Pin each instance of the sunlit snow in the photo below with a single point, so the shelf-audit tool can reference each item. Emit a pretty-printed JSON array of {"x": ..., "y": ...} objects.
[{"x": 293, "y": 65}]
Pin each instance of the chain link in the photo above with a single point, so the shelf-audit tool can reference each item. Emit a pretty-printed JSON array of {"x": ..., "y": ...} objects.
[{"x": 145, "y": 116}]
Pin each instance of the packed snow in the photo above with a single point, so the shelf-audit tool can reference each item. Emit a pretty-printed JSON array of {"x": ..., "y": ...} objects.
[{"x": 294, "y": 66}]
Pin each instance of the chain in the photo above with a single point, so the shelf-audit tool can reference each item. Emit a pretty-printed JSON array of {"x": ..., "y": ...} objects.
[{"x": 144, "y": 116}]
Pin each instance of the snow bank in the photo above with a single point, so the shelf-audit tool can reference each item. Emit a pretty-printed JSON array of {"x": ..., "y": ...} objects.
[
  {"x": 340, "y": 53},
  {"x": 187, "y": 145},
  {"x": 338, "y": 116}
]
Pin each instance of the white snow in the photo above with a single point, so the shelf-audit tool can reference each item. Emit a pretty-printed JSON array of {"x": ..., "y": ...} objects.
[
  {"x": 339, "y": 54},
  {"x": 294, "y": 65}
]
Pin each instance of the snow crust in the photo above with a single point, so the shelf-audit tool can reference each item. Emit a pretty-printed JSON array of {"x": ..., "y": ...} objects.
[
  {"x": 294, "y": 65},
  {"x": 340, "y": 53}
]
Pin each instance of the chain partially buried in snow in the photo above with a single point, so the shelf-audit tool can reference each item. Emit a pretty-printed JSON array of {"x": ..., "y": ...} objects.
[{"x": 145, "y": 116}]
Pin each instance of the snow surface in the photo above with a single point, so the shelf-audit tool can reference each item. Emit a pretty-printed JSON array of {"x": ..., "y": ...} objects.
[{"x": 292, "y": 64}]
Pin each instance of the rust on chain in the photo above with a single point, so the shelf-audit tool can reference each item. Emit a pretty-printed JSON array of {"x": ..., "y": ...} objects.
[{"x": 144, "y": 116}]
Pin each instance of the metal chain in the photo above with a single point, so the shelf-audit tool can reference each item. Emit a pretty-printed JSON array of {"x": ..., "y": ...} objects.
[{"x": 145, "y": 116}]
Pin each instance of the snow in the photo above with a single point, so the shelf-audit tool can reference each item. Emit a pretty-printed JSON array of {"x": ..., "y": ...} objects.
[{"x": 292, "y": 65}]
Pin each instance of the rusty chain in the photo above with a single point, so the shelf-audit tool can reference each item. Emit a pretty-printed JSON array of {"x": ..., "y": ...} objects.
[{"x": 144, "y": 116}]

EXERCISE REQUIREMENTS:
Copy out all the records above unchanged, line for line.

WRITTEN RESPONSE:
Pin each instance of the sunlit snow in the photo below with a single point, so the shelf-audit tool can reference each item. Emit a pretty-printed JSON array of {"x": ..., "y": ...} objects.
[{"x": 293, "y": 65}]
Pin each instance of the chain link in the photo above with a single point, so the shelf-audit tool can reference each item. Emit a pretty-printed JSON array of {"x": ..., "y": ...} objects.
[{"x": 145, "y": 116}]
Pin each instance of the packed snow in the photo above with a single point, so the shelf-audit tool can reference each item. Emit a pretty-printed JSON array of {"x": ..., "y": ...} objects.
[{"x": 294, "y": 66}]
Pin each instance of the chain in the photo above with a single point, so the shelf-audit tool can reference each item. Emit a pretty-printed JSON array of {"x": ..., "y": ...} objects.
[{"x": 144, "y": 116}]
Pin each instance of the snow bank in the photo above with a single point, so the shelf-audit tool can reference each item. Emit a pretty-printed JSON array of {"x": ..., "y": ...} objects.
[
  {"x": 340, "y": 53},
  {"x": 187, "y": 145},
  {"x": 338, "y": 116}
]
Pin each instance of the white snow in the photo above with a single point, so the shelf-audit tool can reference each item. Emit a pretty-printed JSON array of {"x": ..., "y": ...} objects.
[
  {"x": 339, "y": 54},
  {"x": 294, "y": 65}
]
Pin each instance of the snow crust in the photo above with a single point, so the shelf-audit tool can reference each item. Emit a pretty-printed JSON array of {"x": ..., "y": ...} objects.
[
  {"x": 294, "y": 65},
  {"x": 340, "y": 53}
]
Pin each instance of the chain partially buried in snow in the photo above with a single point, so the shelf-audit tool can reference each item. Emit a pretty-printed JSON array of {"x": ..., "y": ...} objects.
[{"x": 145, "y": 116}]
Pin each instance of the snow surface in the photo above with a single point, so the shelf-audit tool can reference each item. Emit a pretty-printed JSON array of {"x": ..., "y": ...} objects.
[{"x": 292, "y": 64}]
Pin each instance of the rust on chain in the photo above with a single point, so the shelf-audit tool can reference each item. Emit a pretty-printed JSON array of {"x": ..., "y": ...} objects.
[{"x": 144, "y": 116}]
Pin each instance of the metal chain in the photo above with a single point, so the shelf-audit tool can reference each item. Emit a pretty-printed JSON array of {"x": ..., "y": ...} objects.
[{"x": 145, "y": 116}]
Pin each instance of the snow in the photo above with a single point, so the shelf-audit tool can reference each item. Emit a pretty-printed JSON array of {"x": ..., "y": ...} objects.
[{"x": 292, "y": 65}]
Pin each instance of the rusty chain in the photo above with a single point, so the shelf-audit tool can reference each item. Emit a pretty-printed JSON array of {"x": ..., "y": ...} objects.
[{"x": 144, "y": 116}]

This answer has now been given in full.